→ About this task: Exactly as given, restate each record that follows.

→ Listed entries:
□ □ □ □ □

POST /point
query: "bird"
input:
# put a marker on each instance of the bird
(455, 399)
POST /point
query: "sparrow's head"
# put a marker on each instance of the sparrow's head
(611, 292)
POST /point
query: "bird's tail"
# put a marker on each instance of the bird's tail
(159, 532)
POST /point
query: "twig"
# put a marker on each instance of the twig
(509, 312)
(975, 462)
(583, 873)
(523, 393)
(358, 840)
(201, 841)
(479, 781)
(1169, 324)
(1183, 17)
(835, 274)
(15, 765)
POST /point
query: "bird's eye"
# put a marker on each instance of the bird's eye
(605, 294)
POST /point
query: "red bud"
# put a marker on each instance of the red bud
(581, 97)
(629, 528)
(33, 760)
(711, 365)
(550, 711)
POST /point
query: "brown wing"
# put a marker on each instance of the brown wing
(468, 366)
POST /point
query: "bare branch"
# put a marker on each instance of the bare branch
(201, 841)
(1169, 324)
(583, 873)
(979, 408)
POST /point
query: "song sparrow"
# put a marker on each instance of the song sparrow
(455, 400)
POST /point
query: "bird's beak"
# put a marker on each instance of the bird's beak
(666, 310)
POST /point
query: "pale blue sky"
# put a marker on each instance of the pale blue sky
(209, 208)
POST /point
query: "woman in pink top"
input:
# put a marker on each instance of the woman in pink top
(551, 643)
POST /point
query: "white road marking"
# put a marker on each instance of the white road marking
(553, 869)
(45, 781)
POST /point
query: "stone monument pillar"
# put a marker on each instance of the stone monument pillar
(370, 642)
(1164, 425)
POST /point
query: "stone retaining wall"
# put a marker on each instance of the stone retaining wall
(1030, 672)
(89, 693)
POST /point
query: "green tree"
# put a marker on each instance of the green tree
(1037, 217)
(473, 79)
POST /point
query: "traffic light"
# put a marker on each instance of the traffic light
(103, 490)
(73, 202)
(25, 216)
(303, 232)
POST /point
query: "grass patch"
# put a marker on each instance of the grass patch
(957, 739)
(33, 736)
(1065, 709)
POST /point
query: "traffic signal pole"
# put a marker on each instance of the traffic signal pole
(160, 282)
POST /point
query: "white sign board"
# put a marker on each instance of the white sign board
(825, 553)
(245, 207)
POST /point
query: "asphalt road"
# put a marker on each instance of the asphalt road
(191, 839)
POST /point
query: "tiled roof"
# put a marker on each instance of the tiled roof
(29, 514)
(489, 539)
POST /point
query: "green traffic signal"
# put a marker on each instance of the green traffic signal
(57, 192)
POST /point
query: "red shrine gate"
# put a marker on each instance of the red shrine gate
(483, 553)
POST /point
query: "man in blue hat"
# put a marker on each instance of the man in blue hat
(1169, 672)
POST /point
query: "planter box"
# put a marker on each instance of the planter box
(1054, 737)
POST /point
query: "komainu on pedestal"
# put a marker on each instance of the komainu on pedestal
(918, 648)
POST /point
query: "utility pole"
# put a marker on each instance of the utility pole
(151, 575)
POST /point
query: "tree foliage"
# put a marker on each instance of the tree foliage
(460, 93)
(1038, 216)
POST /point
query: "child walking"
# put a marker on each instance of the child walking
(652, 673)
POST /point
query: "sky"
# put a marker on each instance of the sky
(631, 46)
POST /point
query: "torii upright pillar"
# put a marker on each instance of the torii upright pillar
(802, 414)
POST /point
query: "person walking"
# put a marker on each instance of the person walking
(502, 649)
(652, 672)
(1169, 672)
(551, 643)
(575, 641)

□ □ □ □ □

→ Output of the task:
POST /point
query: "bird"
input:
# put a marker on each instance of the bird
(455, 399)
POST /point
query: "sparrow's head"
# put a marker on each instance of the sparrow's head
(611, 292)
POST /point
query: "bird's tail"
# put a marker on each instance of the bird's tail
(159, 532)
POST /point
query: "twig"
# put a marker on each instance of the twig
(509, 312)
(975, 462)
(583, 873)
(523, 393)
(358, 840)
(201, 841)
(479, 781)
(1169, 324)
(1183, 17)
(835, 274)
(15, 765)
POST /point
query: "bird's eye"
# put a marker on each instance of the bird's eye
(605, 294)
POST /point
query: "red bud"
# put a marker on each instance of the red bud
(581, 97)
(629, 528)
(33, 760)
(711, 365)
(550, 711)
POST /point
query: "brown wing"
# put a marker on each instance of the brown wing
(468, 366)
POST /point
query: "bare branch"
# put a marker on each instance of the bare branch
(201, 841)
(1169, 324)
(583, 873)
(979, 408)
POST /point
query: "song sparrow"
# put a marker on each instance of the song sparrow
(455, 400)
POST /point
query: "bird's beak"
# put a marker on each instance of the bird's beak
(666, 310)
POST /point
query: "pale blue sky"
# put a marker on each instance of the pale blue sky
(209, 208)
POST /point
query: "woman in pink top"
input:
# put a marker on each instance of the woman in pink top
(551, 643)
POST /point
query: "white road marking"
# put a marker on each instance of the white road marking
(553, 869)
(45, 781)
POST /point
query: "stone monument pillar"
# put a marker on each instance of the stone monument pillar
(370, 642)
(1164, 425)
POST /point
query: "stone retaining wall"
# put a marker on each instance of the stone retaining wall
(1030, 672)
(89, 693)
POST /point
query: "green tree"
# put a marker on each instance of the green tree
(1037, 217)
(473, 79)
POST /point
query: "traffic light"
# put a marker on each instance of the traffic light
(103, 490)
(73, 202)
(25, 216)
(303, 232)
POST /point
query: "grass patch"
# put a marker on each instance of the grass patch
(957, 739)
(33, 736)
(1065, 709)
POST /point
query: "traffic signal pole"
# put a marker on each instance of the traffic signal pole
(160, 282)
POST /point
query: "white sign board"
# put a marker on each instance of the white sign board
(825, 553)
(245, 207)
POST /point
query: "asphalt road"
# put a marker on each instance of the asphalt road
(191, 839)
POST /point
query: "tiled roof"
# put a marker on each instance of the tiled roof
(29, 514)
(489, 539)
POST /point
query: "green traffic signal"
# put a marker on each instance of the green traffic signal
(57, 192)
POST /point
query: "red shrine gate"
# put a marker on each instance of the red shrine gate
(483, 553)
POST /point
query: "man in blue hat"
# put a marker on each instance of the man in blue hat
(1169, 672)
POST /point
query: "planter box"
# put a marker on each instance of the planter box
(1054, 737)
POST /point
query: "komainu on pedestal"
# put a marker on each instance of the komainu on pedestal
(918, 648)
POST /point
query: "utility pole"
# put a marker on each instance of the utility pole
(151, 575)
POST /point
query: "tree foliage"
# put a marker on each instance of the tree foliage
(460, 93)
(1038, 216)
POST /point
query: "child walking"
# put a marker on each instance of the child walking
(652, 673)
POST /point
query: "sky"
# put a marker on each instance of the sky
(631, 46)
POST /point
query: "torii upright pillar"
# put a marker on each instance of the torii upright pillar
(802, 414)
POST /point
query: "person walking"
# put a marker on each instance of the person walking
(502, 649)
(652, 672)
(1169, 672)
(551, 643)
(575, 641)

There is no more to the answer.